**Selected excerpt**
┌────────

Appellant's defense was insanity, he claiming and testifying that he knew nothing about his breaking in the Woodworth house or his assaulting or cutting Bertha or himself; that after he was ejected from the house about 7 o'clock the night before, he remembered what he did and where he went and practically all until about 10 o'clock that night and that he remembered nothing after that; that after he was ejected from the house and assaulted and struck by said Rogers the night before that he did not feel right; that he felt like something was the matter with him; that it did not occur to him to go to any of his friends or a doctor, or away from his proximity to the Woodworth house to get help or to have anything done for him; that he didn't know, while he was testifying, what was his trouble that night — what was the matter with him; that it had been so long since then that he could not swear whether his then condition was due to the lick he claimed to have received from Rogers the night before; that he didn't know what there was to cause him to just forget and everything to become a blank after 10 o'clock that night; that he didn't then, at the time he was testifying, know of anything else that could have caused it.

His foster mother testified that she did not see him until the next evening about 3 o'clock after all of this occurred on the morning before and he had been in the infirmary and his wounds dressed and sewed up about 8 or 9 o'clock that morning; that at that time — 3 p.m. — the side of his face was swollen and that it was black and blue and green; that the side of his face showed the color was purple, broken and bruised; that his whole face was discolored and he had a pale, greenish appearance, as of a person having lost a great deal of blood and his swollen face had greenish streaks all over it.

While not a single one of appellant's many bills comply with the rules (sec. 857, p. 557, and sec. 1123, p. 732, of White's Code Criminal Procedure), yet we will briefly take up and pass upon the questions attempted to be raised by them.

By appellant's first bill he complains that this question was asked by the State's attorney: "You spoke of this conversation at 7:30 and then at 9:00. I don't understand, explain that," because it was leading *170 and suggestive. The bill in no way shows that it was leading or suggestive, nor does the question. The answer of the witness is not given. This shows no error.

His next bill complains that the court would not permit the stenographer, at his request, to read a certain question which had been asked, to which he excepted. This shows no error.

The third bill contains about three and one-half pages of typewritten matter of questions and answers and colloquies between the counsel and the court, and that the court then asked this question: "When was it, let us get this time straight?" That he objected to the court stopping him in his cross-examination and asking the above question. Then the bill proceeds to show that the witness, in answer to the questions, attempted to explain. No error is shown by this bill.

By his fourth bill he complains in substance that some of the State's witnesses were in sight and hearing of the witness testifying, although the rule had been enforced and they sent out of the room. The court, in explaining the bill, states that the witnesses were in a room out of sight and hearing of the court or witnesses on the stand. This bill shows no error.

└────────

**Information supplied**
┌────────

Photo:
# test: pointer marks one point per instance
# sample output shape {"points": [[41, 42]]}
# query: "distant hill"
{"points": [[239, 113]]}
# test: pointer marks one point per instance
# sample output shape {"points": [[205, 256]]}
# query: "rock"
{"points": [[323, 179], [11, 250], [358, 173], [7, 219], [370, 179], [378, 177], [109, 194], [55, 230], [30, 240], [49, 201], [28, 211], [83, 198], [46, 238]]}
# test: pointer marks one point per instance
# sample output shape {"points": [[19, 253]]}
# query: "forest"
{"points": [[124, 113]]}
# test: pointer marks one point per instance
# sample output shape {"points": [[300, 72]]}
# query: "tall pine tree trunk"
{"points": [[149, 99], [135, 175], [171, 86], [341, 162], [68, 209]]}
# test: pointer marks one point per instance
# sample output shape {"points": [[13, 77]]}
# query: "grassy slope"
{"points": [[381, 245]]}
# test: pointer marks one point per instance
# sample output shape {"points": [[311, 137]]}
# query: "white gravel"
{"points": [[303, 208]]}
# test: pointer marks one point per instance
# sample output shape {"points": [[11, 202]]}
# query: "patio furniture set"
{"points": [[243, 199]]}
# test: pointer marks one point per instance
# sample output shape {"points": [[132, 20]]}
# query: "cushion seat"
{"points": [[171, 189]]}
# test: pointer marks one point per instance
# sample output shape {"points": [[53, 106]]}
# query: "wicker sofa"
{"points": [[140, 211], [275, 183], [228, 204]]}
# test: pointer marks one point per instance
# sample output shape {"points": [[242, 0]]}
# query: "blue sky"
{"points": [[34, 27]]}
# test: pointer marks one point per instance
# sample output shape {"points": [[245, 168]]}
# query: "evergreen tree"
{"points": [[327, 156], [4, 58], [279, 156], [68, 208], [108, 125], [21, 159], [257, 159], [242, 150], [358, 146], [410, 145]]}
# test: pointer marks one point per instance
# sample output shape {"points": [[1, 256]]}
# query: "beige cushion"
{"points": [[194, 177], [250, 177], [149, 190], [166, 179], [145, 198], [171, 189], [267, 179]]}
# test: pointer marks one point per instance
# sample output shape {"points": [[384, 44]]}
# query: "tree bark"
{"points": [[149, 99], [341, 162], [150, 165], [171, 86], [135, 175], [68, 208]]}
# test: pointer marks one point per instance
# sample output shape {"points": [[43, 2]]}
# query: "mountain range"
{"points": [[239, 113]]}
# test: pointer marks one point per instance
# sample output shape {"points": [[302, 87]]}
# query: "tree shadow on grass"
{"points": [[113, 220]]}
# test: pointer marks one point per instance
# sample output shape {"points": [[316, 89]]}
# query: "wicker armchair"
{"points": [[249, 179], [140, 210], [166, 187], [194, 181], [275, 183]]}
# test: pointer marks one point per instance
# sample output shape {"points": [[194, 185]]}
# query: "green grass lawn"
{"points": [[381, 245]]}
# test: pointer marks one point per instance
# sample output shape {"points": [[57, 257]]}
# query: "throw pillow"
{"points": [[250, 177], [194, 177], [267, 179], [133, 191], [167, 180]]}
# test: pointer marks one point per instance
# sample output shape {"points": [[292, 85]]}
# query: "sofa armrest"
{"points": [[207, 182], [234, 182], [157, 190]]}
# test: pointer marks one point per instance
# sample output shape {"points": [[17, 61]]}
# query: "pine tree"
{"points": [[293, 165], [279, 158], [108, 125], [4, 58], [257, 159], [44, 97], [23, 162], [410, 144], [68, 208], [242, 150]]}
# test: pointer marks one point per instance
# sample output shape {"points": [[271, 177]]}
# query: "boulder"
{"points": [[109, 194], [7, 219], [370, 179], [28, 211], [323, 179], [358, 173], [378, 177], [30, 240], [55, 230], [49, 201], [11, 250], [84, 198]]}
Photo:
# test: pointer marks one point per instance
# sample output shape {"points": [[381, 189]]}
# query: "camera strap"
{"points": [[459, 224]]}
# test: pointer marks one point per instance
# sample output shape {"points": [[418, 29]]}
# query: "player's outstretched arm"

└────────

**Prompt 1**
In the opinion excerpt, at about what time did the foster mother first see the appellant after the events?
**Prompt 2**
Write out the part of the opinion excerpt that begins at the words "By appellant's first" and stops after "excepted. This shows no error.".
**Prompt 3**
State whether each statement agrees with the opinion excerpt, answering yes or no and quoting the deciding words: (a) The appellant testified that he remembered nothing after about 10 o'clock that night. (b) The court let the stenographer read the question the appellant asked to have read. (c) The court's explanation says the witnesses were within hearing of the witness on the stand.
The entries have no role in any of these tasks.

**Written answer 1**
About 3 o'clock the next evening.

**Written answer 2**
By appellant's first bill he complains that this question was asked by the State's attorney: "You spoke of this conversation at 7:30 and then at 9:00. I don't understand, explain that," because it was leading *170 and suggestive. The bill in no way shows that it was leading or suggestive, nor does the question. The answer of the witness is not given. This shows no error.

His next bill complains that the court would not permit the stenographer, at his request, to read a certain question which had been asked, to which he excepted. This shows no error.

**Written answer 3**
(a) Yes: "he remembered what he did and where he went and practically all until about 10 o'clock that night and that he remembered nothing after that"
(b) No: "the court would not permit the stenographer, at his request, to read a certain question which had been asked"
(c) No: "the witnesses were in a room out of sight and hearing of the court or witnesses on the stand"